:: The exercise ::
Set out the lines below as a numbered list, skipping any blank lines. Don't include the pictures in your answer.

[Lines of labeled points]
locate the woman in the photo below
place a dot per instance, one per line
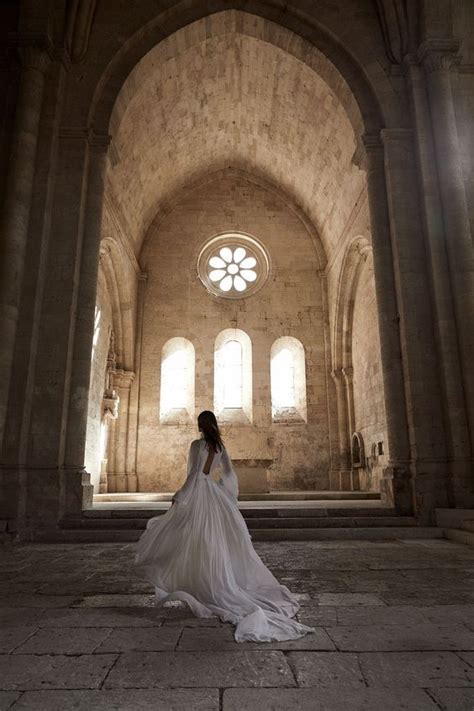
(200, 551)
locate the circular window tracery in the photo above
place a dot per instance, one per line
(233, 265)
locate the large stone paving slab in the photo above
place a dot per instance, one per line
(80, 640)
(25, 671)
(123, 700)
(102, 617)
(390, 638)
(7, 698)
(454, 699)
(148, 639)
(328, 699)
(202, 669)
(395, 624)
(195, 639)
(416, 669)
(11, 637)
(326, 669)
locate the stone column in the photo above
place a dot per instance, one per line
(397, 487)
(418, 346)
(124, 480)
(134, 402)
(16, 207)
(348, 373)
(449, 362)
(438, 57)
(84, 325)
(344, 435)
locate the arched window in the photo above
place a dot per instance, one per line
(233, 376)
(288, 380)
(177, 381)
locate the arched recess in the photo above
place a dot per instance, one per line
(365, 111)
(296, 33)
(177, 381)
(288, 380)
(233, 377)
(342, 367)
(113, 437)
(209, 176)
(112, 261)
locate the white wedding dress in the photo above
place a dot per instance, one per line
(200, 552)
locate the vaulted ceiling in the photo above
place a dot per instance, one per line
(230, 99)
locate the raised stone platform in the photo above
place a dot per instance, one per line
(123, 517)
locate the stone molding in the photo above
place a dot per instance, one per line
(396, 135)
(123, 378)
(440, 54)
(123, 240)
(348, 373)
(99, 142)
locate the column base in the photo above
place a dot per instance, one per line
(396, 489)
(35, 500)
(132, 483)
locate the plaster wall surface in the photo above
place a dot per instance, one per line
(177, 304)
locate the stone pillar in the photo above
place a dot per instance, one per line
(345, 478)
(124, 480)
(418, 346)
(438, 57)
(449, 362)
(397, 487)
(53, 479)
(134, 402)
(84, 325)
(348, 373)
(16, 207)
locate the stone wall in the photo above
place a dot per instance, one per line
(368, 386)
(177, 304)
(94, 438)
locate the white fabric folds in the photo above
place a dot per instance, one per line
(200, 552)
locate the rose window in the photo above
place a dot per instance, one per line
(232, 269)
(233, 265)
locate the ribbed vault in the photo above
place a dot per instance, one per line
(199, 103)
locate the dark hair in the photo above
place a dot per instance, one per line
(207, 423)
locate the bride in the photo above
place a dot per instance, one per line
(200, 551)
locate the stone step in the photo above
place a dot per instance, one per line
(271, 496)
(249, 512)
(459, 536)
(389, 533)
(255, 522)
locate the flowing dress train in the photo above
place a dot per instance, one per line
(200, 552)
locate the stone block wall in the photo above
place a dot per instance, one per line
(103, 328)
(177, 304)
(369, 403)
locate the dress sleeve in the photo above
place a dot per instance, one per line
(182, 496)
(229, 478)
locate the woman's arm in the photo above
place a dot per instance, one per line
(182, 495)
(229, 478)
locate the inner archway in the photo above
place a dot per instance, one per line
(195, 107)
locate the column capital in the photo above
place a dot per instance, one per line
(123, 378)
(371, 152)
(348, 373)
(98, 142)
(396, 135)
(440, 54)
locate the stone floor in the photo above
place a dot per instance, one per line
(394, 630)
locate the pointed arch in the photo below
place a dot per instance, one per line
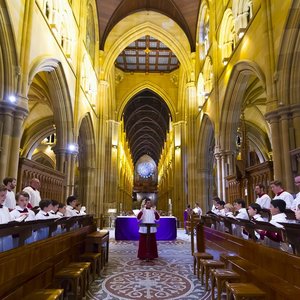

:: Solution to this problem ::
1. locate the woman in the photo below
2. place a dot per instance, one per line
3. (200, 551)
4. locate the circular window tracery in the photo above
5. place a dot per instance, one per line
6. (233, 265)
7. locate the large stone paving slab in the photo above
8. place a dot per instance, one per line
9. (80, 640)
10. (25, 671)
11. (123, 700)
12. (102, 617)
13. (390, 638)
14. (7, 698)
15. (454, 699)
16. (148, 639)
17. (328, 699)
18. (202, 669)
19. (395, 624)
20. (195, 639)
21. (416, 669)
22. (11, 637)
23. (326, 669)
24. locate the stone column in the photo above
25. place a dot per instance, one per line
26. (397, 487)
27. (418, 346)
28. (124, 480)
29. (134, 402)
30. (16, 207)
31. (348, 373)
32. (449, 362)
33. (438, 57)
34. (84, 325)
35. (344, 435)
36. locate the arched window in the photo above
37. place a dot per instance, one per line
38. (233, 376)
39. (288, 380)
40. (177, 381)
41. locate the arched recess in the photo above
42. place a dot per instance, one per line
43. (365, 111)
44. (296, 33)
45. (177, 381)
46. (288, 380)
47. (233, 377)
48. (342, 367)
49. (113, 437)
50. (209, 176)
51. (112, 261)
52. locate the white wedding dress in the photo above
53. place a dot per instance, one per line
54. (200, 552)
55. locate the vaulted ceiling in the photo above
56. place a dot per instance, one per line
57. (230, 99)
58. locate the raised stone platform in the photo above
59. place a dot per instance, one per line
60. (123, 517)
61. locate the stone molding in the photo above
62. place a dot per instance, one per line
63. (396, 135)
64. (123, 378)
65. (440, 54)
66. (123, 240)
67. (348, 373)
68. (99, 142)
69. locate the column base in the photo above
70. place a dot per instance, one per line
71. (396, 489)
72. (35, 500)
73. (132, 483)
74. locate the plaster wall surface in the photo above
75. place a dot per instance, one per line
76. (177, 304)
77. locate the stone pillar in the photo above
78. place a dot per instance, one per line
79. (345, 478)
80. (124, 480)
81. (418, 346)
82. (438, 57)
83. (449, 362)
84. (397, 487)
85. (53, 479)
86. (134, 402)
87. (84, 325)
88. (348, 373)
89. (16, 207)
90. locate the stone wall in the photo above
91. place a dot per instance, one per line
92. (368, 386)
93. (177, 304)
94. (94, 438)
95. locate the white fabric folds in the photo above
96. place a dot per instance, one per line
97. (200, 552)
98. locate the rose window in the photo above
99. place a dot per instance, one per line
100. (232, 269)
101. (233, 265)
102. locate the ribbed vault in the photo above
103. place a dot per instance, one per line
104. (199, 103)
105. locate the dark hair in the photo above
106. place a dot per instance, one per line
107. (207, 423)
108. locate the bride in the photo above
109. place a dot per instance, one per line
110. (200, 551)
111. locate the stone step in the photo above
112. place a dot per instance, one per line
113. (271, 496)
114. (249, 512)
115. (459, 536)
116. (389, 533)
117. (255, 522)
118. locate the flowing dress train in the photo above
119. place a dot per instance, one per line
120. (200, 552)
121. locate the stone block wall in the photo above
122. place a dot per instance, one per line
123. (103, 328)
124. (177, 304)
125. (369, 403)
126. locate the dress sleeve in the photo above
127. place a dot per instance, one per line
128. (182, 496)
129. (229, 478)
130. locate the woman's arm in the photo above
131. place a dot per instance, one per line
132. (182, 495)
133. (229, 478)
134. locate the inner archway in the photo above
135. place a dot per instance, one per line
136. (195, 107)
137. locate the column capital in the photo above
138. place a dot per instance, one per line
139. (123, 378)
140. (371, 152)
141. (348, 373)
142. (98, 142)
143. (396, 135)
144. (440, 54)
145. locate the stone floor in the photo above
146. place a dot per instance, one per line
147. (394, 630)
148. locate the pointed arch in the photo below
149. place a dot per instance, one per line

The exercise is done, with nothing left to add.